(THE DATA)
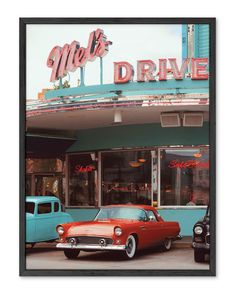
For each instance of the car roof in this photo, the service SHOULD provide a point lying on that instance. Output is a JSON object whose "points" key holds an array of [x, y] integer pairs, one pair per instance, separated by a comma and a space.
{"points": [[140, 206], [38, 199]]}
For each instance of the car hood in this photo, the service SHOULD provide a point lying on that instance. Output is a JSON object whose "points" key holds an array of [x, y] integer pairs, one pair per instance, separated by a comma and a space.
{"points": [[99, 227]]}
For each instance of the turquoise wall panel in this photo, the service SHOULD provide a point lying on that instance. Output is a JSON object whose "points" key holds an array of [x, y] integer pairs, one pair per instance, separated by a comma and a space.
{"points": [[201, 40], [139, 136], [186, 218]]}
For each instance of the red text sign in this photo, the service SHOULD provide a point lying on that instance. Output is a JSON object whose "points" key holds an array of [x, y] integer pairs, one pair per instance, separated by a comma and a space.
{"points": [[188, 164], [83, 169], [146, 70], [70, 57]]}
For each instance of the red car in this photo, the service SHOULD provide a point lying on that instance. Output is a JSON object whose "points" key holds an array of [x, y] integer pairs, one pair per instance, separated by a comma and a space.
{"points": [[123, 228]]}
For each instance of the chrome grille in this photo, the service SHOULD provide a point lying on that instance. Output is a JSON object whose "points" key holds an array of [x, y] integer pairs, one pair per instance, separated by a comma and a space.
{"points": [[90, 240]]}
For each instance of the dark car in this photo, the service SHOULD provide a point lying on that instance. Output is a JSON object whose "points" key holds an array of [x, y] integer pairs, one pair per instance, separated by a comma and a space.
{"points": [[201, 237]]}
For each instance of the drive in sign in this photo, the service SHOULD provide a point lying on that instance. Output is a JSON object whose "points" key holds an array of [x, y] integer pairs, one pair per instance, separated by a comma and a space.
{"points": [[146, 70]]}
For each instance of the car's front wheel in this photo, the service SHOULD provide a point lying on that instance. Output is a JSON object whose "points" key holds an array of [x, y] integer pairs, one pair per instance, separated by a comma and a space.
{"points": [[167, 244], [131, 247], [71, 253], [199, 255]]}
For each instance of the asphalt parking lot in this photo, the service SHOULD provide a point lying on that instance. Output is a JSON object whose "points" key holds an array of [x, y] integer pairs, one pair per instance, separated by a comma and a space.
{"points": [[44, 256]]}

(TASK STATEMENT) Should a picture appear among the entries above, omit it and repeat everything else exactly.

(ANSWER BOX)
For each instance of the car roof in this photo, the service SHOULD provide a point lying on that instance. Output is a JSON object whose "points" key holds an array of [x, y] integer pairs, one pair per instance, separated by a comma and a space.
{"points": [[140, 206], [38, 199]]}
For each instance of the car hood in this photo, the service SHOULD provide a point lying on that instance. Output is a JSON object whose "points" key holds an array of [x, y] integer pairs, one pair per instance, separated by a comma and a space.
{"points": [[99, 227]]}
For each instance of the turquoise wall panel in this photo, the service SHOULD provide a point lying on that instance. Output is a JSON object whose "points" key holds an array of [x, y] integer pairs, one pair per instance, separated by a comma and a space.
{"points": [[201, 40], [139, 136], [186, 218]]}
For each instance of the red text sign in this photo, the service SHOULD provide a point lying on that instance. Output is a JSON object whose "points" key holds an array of [x, y] integer pairs, one pair per instance, separated by a comma and a space.
{"points": [[188, 164], [83, 169], [146, 70], [70, 57]]}
For each instance of the red car in this photo, the service SHOULD provide a point lying on that instance. Output is a JSON object whose "points" key holds an array of [x, y] integer pairs, one pair per instance, separated by a comma and a space.
{"points": [[123, 228]]}
For each instance of the chrome grille in this photo, the service SHOULD provide a point lying on that instance. Output is a JSON object whose "points" key holds an array of [x, y] integer pairs, one pair per instance, separated by a comma and a space.
{"points": [[90, 240]]}
For each instance of the dark car in this photo, the service SHOULD provide a point lying on that instance. Output is a JSON object whose "points" key holds an array of [x, y] integer pairs, one pair per instance, separated by a comma and a space.
{"points": [[201, 237]]}
For each instance of the drive in sign in this photo, the service SHOULD provide a point lying on that instance. Output is a JSON object whose "points" key holds an array of [x, y] integer pairs, one pair per instance, separated by a comma and a space.
{"points": [[146, 70]]}
For each instance of the car's front wheel in this photo, the service SHOULD provide a point lying on that instance. Output is a JSON object whose "points" key holds an array of [x, y] integer pairs, one pair per instance, separated by a comma and a space.
{"points": [[167, 244], [131, 247], [71, 253], [199, 255]]}
For each instance of the asphalt parking lot in this photo, the service SHOULD provide a point lying on that instance. Output is a JSON object whose "points" key holds an array of [x, y] integer pairs, one pair per instance, separated by a comma and a space.
{"points": [[44, 256]]}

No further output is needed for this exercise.